[Point annotation records]
<<<<

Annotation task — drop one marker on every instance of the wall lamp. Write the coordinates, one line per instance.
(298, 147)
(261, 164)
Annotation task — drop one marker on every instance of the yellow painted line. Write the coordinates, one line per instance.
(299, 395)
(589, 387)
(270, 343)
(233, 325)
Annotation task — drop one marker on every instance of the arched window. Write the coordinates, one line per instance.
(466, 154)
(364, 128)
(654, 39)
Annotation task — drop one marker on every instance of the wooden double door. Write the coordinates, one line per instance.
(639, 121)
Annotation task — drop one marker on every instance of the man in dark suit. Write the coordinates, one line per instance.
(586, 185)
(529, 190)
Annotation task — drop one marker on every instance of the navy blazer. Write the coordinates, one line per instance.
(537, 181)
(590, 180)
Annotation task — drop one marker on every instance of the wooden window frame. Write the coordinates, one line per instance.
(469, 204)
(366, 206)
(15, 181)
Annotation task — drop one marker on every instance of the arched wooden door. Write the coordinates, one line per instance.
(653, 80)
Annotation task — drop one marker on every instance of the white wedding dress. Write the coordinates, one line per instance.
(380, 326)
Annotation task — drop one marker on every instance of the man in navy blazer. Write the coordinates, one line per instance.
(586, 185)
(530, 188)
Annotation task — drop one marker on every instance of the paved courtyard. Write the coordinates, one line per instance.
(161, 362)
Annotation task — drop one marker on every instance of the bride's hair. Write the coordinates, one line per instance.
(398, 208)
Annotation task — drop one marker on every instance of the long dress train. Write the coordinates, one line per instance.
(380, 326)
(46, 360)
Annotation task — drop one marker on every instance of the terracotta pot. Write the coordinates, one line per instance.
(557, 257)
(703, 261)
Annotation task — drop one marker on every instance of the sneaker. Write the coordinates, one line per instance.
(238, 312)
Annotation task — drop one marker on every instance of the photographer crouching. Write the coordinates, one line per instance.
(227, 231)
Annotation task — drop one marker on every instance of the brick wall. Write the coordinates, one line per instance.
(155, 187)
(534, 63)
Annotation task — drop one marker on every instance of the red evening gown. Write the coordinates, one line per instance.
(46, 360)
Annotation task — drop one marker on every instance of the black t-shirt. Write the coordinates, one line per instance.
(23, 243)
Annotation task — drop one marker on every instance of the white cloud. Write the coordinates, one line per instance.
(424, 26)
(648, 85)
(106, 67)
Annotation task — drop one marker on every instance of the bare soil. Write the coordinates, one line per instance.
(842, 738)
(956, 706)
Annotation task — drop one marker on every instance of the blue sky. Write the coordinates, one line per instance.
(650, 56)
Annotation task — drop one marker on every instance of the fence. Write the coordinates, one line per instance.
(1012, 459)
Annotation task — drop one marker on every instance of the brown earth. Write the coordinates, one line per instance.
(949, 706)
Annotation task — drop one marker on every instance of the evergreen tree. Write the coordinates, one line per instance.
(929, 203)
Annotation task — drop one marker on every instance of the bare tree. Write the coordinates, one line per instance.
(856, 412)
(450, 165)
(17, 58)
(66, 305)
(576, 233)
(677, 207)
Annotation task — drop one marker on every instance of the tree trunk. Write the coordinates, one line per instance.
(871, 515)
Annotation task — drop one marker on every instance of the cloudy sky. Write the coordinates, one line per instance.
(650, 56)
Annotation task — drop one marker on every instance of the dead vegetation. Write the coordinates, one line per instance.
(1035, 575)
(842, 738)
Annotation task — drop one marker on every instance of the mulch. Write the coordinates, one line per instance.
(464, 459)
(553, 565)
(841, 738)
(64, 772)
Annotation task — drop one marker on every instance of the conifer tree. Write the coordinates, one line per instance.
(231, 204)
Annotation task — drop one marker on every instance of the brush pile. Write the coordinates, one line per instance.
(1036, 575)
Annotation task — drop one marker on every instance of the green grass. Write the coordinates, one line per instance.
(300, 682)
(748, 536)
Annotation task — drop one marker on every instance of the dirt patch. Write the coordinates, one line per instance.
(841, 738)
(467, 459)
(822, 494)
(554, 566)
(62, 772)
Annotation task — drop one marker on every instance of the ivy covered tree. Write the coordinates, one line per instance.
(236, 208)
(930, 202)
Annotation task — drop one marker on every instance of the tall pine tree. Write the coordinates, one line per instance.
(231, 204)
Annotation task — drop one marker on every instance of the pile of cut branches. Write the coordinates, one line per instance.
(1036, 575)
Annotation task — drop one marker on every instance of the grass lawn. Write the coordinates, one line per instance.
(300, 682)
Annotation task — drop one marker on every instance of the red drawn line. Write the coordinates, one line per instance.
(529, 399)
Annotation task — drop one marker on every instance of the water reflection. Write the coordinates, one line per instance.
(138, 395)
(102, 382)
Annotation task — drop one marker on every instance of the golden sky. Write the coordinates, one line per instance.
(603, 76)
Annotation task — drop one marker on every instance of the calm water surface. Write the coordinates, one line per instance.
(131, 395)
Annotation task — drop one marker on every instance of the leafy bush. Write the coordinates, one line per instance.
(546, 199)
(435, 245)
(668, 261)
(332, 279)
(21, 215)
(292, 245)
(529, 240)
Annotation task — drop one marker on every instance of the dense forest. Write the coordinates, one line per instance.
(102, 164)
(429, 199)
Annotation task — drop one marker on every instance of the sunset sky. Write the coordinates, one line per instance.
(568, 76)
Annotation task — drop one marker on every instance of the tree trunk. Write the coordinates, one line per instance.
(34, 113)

>>>>

- [EXERCISE AIM]:
Reproduce all of the material above line for line, with no changes.

- [ANSWER FOR THE TASK]:
Annotation task — drop one marker on every instance of the wall lamp. Write the coordinates, one line per instance.
(298, 147)
(261, 164)
Annotation task — drop one marker on every instance of the yellow painted line. Write the coordinates, one line per instance.
(299, 395)
(589, 387)
(270, 343)
(233, 325)
Annotation task — drop one marker on every instance of the arched window. Write the coordinates, one line per instance.
(466, 154)
(364, 128)
(654, 39)
Annotation task — drop one marker on every instance of the wooden double door. Write the coordinates, one line per instance.
(639, 121)
Annotation task — drop one marker on every instance of the man in dark suit. Write the coordinates, one line per instance.
(586, 185)
(529, 190)
Annotation task — drop one marker on every instance of the navy blazer. Write the coordinates, one line per instance.
(537, 181)
(590, 180)
Annotation task — drop one marker on every instance of the wooden window frame. Write the coordinates, one line per instance.
(469, 204)
(366, 206)
(15, 181)
Annotation task — drop one marker on every instance of the arched wooden door. Write the coordinates, one line per instance.
(653, 80)
Annotation task — drop one marker on every instance of the white wedding dress. Write the coordinates, one line per instance.
(380, 326)
Annotation task — drop one marker on every instance of the man in navy blazer. Write the coordinates, one line per instance.
(586, 185)
(530, 188)
Annotation task — drop one marker on every instance of the paved courtyard. Write the coordinates, one line per instance.
(161, 362)
Annotation task — drop one marker on every instance of the bride's hair. Write the coordinates, one line per instance.
(398, 208)
Annotation task — drop one marker on every instance of the long dress train. Write the coordinates, one line per instance.
(380, 326)
(46, 360)
Annotation task — drop one marker on every instance of the terracotta pot. Write the coordinates, one line per instance.
(557, 257)
(703, 261)
Annotation task — drop one marker on every instance of the sneaker. Write the coordinates, one line per instance.
(238, 312)
Annotation task — drop one marker on every instance of the photographer crouching. Write the coordinates, one line per instance.
(227, 231)
Annotation task — drop one marker on every instance of the brick wall. Write the coordinates, one line per instance.
(155, 187)
(534, 63)
Annotation task — drop one marker on every instance of the red evening gown. Write the coordinates, one line per instance.
(46, 360)
Annotation task — drop one marker on every instance of the black t-shirt. Write the coordinates, one line per instance.
(23, 243)
Annotation task — drop one marker on every instance of the white cloud. Write the coordinates, one line per instance.
(424, 26)
(648, 85)
(106, 67)
Annotation task — drop one marker on every instance of the bare soil. Write the coordinates, one line per instance.
(842, 738)
(956, 706)
Annotation task — drop one marker on every instance of the blue sky. Write the coordinates, one line per instance.
(650, 56)
Annotation task — drop one marker on every instance of the fence. Write the coordinates, one line per instance.
(1012, 459)
Annotation task — drop one marker on every instance of the brown earth. Write the coordinates, one line per instance.
(949, 706)
Annotation task — drop one marker on every instance of the evergreen tree. Write the coordinates, one line per instance.
(929, 203)
Annotation task — drop one marker on every instance of the bare tree. Write the coordinates, one line per instance.
(856, 412)
(450, 165)
(17, 58)
(66, 305)
(576, 233)
(677, 207)
Annotation task — drop one marker on every instance of the tree trunk. Write the coordinates, one line per instance.
(871, 515)
Annotation task — drop one marker on every instance of the cloudy sky. Write the coordinates, one line per instance.
(650, 56)
Annotation task — drop one marker on every instance of the dead vegetation. Write the coordinates, one line per instance.
(1035, 575)
(842, 738)
Annotation task — drop one marker on every instance of the mulch. Write the coordinates, one line per instance.
(464, 459)
(553, 565)
(841, 738)
(64, 772)
Annotation task — drop one marker on every instance of the conifer tree. Write the coordinates, one line per instance.
(231, 204)
Annotation task — drop one marker on every instance of the brush pile. Write the coordinates, one line per instance.
(1036, 575)
Annotation task — drop one marker on every instance of the green grass. Write the coordinates, one line per instance.
(300, 682)
(748, 536)
Annotation task — drop one marker on every instance of the dirt patch. Write the coordinates, one line per instance.
(841, 738)
(467, 459)
(822, 494)
(554, 566)
(62, 772)
Annotation task — drop one marker on every instance of the ivy covered tree. Write the coordinates, one line per instance.
(236, 208)
(930, 202)
Annotation task — drop one marker on every instance of the tall pine tree. Write the coordinates, one line per instance.
(231, 204)
Annotation task — drop one marker on every instance of the pile of cut branches. Write the coordinates, one line per instance.
(1036, 575)
Annotation task — drop one marker on every instance of the grass lawn. Write the coordinates, one line per instance.
(300, 682)
Annotation task — drop one marker on every instance of the red drawn line. Write the coordinates, one line per instance.
(529, 399)
Annotation task — drop one marker on every instance of the water reflection. Write the coordinates, one line per instance.
(138, 395)
(102, 382)
Annotation task — drop one marker on every instance of the golden sky. Write the coordinates, one line per instance.
(603, 76)
Annotation task — drop one marker on every instance of the calm water surface. Write the coordinates, one line per instance.
(131, 395)
Annotation task — drop one marker on every instance of the leafy bush. Write the coordinates, one line per instance.
(546, 199)
(435, 245)
(668, 261)
(332, 279)
(21, 215)
(292, 245)
(529, 240)
Annotation task — drop one marker on every instance of the dense forest. Write the coordinates, one line per instance.
(102, 164)
(429, 199)
Annotation task — drop one marker on every instance of the sunset sky. Write the coordinates, one line per instance.
(568, 76)
Annotation task — drop one marker on every instance of the tree trunk. Write the coordinates, one line per instance.
(34, 113)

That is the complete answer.